WHAT THE TASK REQUIRES ->
Could you echo back, unchanged, every line of the listing from the one containing "of the pedestrian" through the listing's final line, with both of those lines included?

RECORDS FOR THE EXERCISE ->
* * *

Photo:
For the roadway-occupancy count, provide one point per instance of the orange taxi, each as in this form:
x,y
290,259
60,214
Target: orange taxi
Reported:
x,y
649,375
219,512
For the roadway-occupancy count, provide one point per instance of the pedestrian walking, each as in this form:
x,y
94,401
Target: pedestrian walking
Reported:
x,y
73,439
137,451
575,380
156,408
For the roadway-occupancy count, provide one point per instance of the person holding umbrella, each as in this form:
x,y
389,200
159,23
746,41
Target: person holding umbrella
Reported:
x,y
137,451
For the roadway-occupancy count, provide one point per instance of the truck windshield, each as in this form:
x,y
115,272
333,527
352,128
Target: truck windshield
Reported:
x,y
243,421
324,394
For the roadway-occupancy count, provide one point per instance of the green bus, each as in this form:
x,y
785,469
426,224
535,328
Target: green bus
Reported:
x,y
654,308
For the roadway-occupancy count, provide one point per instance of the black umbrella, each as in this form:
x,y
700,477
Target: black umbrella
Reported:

* * *

WRITTEN ANSWER ->
For the roadway-occupancy count, provide one point per instance of the pedestrian walking, each as in this form:
x,y
94,401
Target: pedestrian walking
Reported:
x,y
73,439
137,451
575,380
156,408
For the roadway-occupancy count, provide one point per instance of the person holding umbrella, each as in this form:
x,y
389,200
159,23
746,41
Target: person holding umbrella
Reported:
x,y
137,451
For the roadway-occupancy count, provide one point per instance of the truck windshield, each as in this form:
x,y
115,272
333,527
352,128
Target: truck windshield
Reported:
x,y
243,421
324,394
For the roadway-occupancy count, provide one point per instance of the green bus, each as in this form:
x,y
785,469
426,224
535,328
Target: green bus
Reported:
x,y
654,308
For the roadway-occupancy count, provide one point per instance of the black umbrella, each as in this form:
x,y
700,477
Target: black umbrella
Reported:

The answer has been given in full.